◆ **Task to carry out**
Write out the lines from the line containing "Teacher note: have the class pick out the sunglasses" through the final line of the listing below, exactly, omitting every other line.

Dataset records
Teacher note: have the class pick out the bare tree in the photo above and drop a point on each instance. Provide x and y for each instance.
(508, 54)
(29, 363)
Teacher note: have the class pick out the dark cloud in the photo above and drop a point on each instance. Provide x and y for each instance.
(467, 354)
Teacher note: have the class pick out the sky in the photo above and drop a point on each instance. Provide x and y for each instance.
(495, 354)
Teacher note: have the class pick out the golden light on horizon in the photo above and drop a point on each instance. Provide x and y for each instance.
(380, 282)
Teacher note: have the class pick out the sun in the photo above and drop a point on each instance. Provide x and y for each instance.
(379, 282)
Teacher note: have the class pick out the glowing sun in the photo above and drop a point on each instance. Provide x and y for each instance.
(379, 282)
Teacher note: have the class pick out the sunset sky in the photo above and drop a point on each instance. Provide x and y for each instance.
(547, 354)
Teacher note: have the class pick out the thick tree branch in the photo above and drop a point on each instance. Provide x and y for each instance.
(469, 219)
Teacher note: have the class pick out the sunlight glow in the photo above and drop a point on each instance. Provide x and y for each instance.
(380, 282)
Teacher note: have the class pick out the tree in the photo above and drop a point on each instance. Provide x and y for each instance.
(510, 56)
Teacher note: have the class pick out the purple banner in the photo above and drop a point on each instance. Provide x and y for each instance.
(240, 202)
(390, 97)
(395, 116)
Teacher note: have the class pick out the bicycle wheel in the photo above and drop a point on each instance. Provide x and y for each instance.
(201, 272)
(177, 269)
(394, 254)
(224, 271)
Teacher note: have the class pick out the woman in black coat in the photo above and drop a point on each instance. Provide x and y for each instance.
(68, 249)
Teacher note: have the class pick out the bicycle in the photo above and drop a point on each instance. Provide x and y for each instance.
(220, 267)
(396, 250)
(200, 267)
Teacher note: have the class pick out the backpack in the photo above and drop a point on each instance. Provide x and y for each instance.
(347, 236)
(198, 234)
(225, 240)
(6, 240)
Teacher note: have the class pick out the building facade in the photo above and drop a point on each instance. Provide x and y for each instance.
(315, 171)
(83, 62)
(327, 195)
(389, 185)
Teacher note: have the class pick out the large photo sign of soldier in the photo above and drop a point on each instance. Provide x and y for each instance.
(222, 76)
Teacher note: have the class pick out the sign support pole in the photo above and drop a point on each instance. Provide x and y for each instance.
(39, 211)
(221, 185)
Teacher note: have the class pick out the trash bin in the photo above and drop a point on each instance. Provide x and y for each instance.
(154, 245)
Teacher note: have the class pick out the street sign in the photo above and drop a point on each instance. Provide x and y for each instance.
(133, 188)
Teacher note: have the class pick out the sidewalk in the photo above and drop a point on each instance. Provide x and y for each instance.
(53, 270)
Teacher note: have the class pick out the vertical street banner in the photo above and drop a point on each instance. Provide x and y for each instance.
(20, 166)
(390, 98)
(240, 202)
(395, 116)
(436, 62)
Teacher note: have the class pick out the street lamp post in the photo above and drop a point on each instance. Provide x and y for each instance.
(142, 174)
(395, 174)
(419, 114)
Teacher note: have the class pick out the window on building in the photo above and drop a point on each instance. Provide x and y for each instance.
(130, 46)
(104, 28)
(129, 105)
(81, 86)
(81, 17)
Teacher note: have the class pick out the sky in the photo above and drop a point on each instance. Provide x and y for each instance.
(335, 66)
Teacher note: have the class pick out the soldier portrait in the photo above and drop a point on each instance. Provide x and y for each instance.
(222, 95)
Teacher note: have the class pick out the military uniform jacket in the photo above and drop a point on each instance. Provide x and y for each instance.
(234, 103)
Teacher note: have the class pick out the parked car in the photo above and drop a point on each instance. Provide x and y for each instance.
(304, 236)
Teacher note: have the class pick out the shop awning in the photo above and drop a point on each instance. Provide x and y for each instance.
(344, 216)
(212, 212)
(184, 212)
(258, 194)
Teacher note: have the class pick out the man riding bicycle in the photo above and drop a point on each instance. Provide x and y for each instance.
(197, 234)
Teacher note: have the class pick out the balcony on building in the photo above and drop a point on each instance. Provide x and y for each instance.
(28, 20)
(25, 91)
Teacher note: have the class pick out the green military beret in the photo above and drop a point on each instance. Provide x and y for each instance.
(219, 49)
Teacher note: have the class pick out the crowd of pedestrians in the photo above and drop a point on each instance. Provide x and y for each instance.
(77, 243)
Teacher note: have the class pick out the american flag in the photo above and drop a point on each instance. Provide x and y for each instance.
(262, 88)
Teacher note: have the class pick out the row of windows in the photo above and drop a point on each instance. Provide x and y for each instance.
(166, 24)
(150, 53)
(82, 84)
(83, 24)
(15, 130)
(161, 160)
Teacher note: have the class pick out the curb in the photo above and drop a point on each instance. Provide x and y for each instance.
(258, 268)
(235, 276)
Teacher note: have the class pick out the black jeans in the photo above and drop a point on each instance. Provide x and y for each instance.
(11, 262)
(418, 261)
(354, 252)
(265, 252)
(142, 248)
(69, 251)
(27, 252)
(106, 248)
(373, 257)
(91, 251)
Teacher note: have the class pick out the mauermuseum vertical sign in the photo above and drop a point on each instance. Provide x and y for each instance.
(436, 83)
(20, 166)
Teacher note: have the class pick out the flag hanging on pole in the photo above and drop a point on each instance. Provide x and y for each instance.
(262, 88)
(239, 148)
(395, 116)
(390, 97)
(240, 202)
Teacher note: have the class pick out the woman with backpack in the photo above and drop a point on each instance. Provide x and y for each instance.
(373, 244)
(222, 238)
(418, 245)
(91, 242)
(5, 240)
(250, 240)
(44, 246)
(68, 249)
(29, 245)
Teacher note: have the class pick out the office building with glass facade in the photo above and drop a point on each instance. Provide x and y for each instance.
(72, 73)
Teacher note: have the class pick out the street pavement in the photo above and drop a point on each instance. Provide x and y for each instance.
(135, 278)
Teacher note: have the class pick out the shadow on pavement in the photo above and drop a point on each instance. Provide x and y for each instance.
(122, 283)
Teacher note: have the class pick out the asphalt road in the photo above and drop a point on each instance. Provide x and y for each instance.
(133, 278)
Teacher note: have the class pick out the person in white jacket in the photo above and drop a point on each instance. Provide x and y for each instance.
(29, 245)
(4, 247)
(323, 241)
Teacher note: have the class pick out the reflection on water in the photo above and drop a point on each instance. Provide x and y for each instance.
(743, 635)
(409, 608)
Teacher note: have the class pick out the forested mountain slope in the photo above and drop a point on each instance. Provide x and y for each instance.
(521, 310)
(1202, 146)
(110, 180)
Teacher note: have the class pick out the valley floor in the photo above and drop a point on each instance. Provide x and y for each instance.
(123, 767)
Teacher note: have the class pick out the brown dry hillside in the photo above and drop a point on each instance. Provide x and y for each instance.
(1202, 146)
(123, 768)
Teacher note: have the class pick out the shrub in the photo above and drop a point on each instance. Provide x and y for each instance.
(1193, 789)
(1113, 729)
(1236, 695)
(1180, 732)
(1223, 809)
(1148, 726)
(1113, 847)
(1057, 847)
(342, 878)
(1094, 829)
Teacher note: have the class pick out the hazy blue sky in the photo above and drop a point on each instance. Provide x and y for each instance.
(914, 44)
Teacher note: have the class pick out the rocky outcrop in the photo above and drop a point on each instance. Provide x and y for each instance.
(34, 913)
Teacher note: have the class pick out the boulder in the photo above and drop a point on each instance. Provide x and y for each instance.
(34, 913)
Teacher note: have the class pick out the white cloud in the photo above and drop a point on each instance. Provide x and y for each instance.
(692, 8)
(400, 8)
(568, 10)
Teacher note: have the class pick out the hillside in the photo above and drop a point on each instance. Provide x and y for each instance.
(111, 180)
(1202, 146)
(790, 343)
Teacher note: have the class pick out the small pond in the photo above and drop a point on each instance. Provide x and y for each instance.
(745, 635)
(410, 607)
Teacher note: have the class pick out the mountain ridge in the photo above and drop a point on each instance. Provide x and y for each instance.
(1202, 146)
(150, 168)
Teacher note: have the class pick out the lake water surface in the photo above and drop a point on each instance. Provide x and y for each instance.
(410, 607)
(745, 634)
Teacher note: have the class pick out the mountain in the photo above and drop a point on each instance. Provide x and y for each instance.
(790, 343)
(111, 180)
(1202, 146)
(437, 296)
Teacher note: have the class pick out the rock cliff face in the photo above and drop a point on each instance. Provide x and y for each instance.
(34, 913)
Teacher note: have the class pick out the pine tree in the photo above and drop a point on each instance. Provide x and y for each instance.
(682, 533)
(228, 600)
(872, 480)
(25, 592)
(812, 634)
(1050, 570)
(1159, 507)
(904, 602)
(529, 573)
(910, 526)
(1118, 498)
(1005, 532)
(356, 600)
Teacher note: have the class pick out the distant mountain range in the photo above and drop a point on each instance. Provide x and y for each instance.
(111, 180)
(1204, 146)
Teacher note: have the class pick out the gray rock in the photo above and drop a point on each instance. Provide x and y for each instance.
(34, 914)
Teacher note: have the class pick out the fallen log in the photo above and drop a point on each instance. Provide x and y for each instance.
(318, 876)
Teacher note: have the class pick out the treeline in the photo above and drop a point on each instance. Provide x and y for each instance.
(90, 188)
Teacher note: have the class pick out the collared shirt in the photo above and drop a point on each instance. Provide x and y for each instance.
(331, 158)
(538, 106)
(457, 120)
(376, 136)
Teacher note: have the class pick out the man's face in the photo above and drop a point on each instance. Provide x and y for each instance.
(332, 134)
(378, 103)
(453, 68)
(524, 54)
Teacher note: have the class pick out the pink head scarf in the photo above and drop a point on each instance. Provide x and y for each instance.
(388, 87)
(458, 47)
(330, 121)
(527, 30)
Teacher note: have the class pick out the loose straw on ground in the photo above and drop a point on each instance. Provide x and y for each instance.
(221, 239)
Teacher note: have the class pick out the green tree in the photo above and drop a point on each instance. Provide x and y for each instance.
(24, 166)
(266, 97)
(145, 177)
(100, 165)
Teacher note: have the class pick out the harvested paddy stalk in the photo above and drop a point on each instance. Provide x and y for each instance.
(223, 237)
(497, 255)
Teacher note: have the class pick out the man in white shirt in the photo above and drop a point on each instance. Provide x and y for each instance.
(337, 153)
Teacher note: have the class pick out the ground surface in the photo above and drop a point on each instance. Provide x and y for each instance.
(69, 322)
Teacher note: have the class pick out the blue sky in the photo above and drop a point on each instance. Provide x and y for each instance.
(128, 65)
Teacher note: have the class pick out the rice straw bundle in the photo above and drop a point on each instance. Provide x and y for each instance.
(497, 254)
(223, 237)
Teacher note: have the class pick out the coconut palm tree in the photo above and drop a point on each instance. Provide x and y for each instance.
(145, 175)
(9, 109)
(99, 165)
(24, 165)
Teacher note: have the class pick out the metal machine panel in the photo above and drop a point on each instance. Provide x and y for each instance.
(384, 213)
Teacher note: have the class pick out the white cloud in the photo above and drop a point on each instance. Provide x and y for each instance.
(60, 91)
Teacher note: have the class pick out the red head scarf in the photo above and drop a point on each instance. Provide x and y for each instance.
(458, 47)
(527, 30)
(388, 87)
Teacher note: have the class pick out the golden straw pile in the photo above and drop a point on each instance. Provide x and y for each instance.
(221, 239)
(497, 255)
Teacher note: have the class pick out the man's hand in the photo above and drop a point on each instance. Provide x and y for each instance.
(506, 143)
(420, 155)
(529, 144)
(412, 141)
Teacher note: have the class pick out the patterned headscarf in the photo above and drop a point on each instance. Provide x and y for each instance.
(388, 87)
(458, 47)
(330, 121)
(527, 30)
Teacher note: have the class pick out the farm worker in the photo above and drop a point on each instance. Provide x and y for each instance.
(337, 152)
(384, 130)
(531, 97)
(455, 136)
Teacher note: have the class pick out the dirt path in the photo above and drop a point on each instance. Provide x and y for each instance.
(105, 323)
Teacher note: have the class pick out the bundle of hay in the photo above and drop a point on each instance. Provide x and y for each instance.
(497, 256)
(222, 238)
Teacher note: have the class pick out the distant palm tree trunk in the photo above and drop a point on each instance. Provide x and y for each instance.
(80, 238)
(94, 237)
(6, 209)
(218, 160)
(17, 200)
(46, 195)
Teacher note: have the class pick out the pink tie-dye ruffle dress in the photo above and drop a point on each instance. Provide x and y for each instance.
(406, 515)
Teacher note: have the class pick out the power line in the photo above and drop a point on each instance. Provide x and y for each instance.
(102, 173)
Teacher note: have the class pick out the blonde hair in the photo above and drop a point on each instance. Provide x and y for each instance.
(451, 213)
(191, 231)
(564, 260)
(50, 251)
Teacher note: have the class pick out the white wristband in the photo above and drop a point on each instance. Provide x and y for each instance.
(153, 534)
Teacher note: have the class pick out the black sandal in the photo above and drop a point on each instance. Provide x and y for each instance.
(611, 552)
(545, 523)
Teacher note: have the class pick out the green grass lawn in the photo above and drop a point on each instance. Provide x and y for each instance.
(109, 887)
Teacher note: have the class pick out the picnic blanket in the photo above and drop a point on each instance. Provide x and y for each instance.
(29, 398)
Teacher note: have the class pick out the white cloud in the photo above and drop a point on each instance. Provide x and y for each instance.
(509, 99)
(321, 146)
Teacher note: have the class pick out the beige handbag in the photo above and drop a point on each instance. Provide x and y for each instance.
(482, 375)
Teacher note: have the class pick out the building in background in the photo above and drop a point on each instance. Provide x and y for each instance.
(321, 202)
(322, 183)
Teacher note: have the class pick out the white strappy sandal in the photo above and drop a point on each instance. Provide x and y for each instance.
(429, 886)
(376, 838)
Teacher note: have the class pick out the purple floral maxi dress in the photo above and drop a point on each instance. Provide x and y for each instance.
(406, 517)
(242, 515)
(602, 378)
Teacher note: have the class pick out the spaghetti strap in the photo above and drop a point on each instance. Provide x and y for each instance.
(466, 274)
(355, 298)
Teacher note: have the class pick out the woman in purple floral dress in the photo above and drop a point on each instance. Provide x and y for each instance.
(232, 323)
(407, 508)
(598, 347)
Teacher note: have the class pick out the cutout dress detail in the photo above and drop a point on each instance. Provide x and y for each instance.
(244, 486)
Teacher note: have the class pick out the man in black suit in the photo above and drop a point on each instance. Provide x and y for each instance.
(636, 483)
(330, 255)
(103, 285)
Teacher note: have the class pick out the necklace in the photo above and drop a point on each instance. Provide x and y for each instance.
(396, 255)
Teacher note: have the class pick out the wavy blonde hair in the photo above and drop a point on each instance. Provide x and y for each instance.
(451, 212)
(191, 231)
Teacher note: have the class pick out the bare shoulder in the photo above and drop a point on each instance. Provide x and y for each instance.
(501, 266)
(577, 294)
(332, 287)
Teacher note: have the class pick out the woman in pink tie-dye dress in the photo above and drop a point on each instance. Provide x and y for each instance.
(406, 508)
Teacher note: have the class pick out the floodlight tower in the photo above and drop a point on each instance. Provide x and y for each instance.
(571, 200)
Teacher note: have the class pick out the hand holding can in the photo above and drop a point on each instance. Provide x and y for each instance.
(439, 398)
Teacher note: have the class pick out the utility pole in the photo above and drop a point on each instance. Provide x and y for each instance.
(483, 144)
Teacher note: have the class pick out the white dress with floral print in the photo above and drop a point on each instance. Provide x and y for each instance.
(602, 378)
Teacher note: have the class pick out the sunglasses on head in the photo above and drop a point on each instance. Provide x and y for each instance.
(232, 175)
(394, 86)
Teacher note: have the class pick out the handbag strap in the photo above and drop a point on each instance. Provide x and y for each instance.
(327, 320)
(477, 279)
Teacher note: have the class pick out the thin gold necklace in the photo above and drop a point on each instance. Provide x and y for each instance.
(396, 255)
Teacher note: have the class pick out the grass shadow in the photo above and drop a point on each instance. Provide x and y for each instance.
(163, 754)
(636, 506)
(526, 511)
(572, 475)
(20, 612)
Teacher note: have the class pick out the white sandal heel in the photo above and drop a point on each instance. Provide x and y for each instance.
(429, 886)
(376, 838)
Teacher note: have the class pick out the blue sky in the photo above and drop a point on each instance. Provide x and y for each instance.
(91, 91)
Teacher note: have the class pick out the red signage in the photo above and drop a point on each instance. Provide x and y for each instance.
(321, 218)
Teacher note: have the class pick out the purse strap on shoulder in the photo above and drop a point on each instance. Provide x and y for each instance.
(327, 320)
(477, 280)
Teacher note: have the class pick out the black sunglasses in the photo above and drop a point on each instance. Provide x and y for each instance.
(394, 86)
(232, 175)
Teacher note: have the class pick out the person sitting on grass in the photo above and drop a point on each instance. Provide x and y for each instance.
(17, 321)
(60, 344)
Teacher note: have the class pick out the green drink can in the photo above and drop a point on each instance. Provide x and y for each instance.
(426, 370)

◆ **Response**
Teacher note: have the class pick out the sunglasses on head in the photo above and drop a point on each instance. Provide x and y for each instance.
(232, 175)
(394, 86)
Teacher note: have the class pick out the handbag strap in the photo above and drop a point on each instance. Provide x and y for each instance.
(327, 320)
(477, 279)
Teacher note: have the class pick out the thin gold necklace in the photo above and drop a point on each instance. Provide x and y for each instance.
(396, 255)
Teacher note: have the class pick out the grass shadow in the photo above and drop a point on each instance. Provide x and y for each instance.
(163, 754)
(636, 506)
(526, 511)
(572, 475)
(20, 612)
Teacher note: have the class pick out the white sandal heel in the photo above and drop a point on each instance. Provide x and y for each instance.
(429, 886)
(376, 838)
Teacher note: have the class pick out the blue sky in the photo above and drop a point on each instance. Provide x and y for each instance.
(91, 91)
Teacher note: have the class pick out the red signage in the photo above and drop a point on each instance. Provide x and y for each instance.
(321, 218)
Teacher note: have the class pick out the purse strap on shoulder in the photo above and drop a point on each instance. Provide x and y for each instance.
(327, 320)
(477, 280)
Teacher note: have the class pick out the black sunglasses in the photo above and drop a point on each instance. Provide x and y for each instance.
(394, 86)
(232, 175)
Teacher note: have the class pick out the person sitting on grass in the photo above and drop a point on each instance. Provide x and y for each instance.
(17, 321)
(60, 344)
Teacher note: have the class pick out the green drink can in the photo above and drop a point on each instance. Provide x and y for each instance.
(426, 370)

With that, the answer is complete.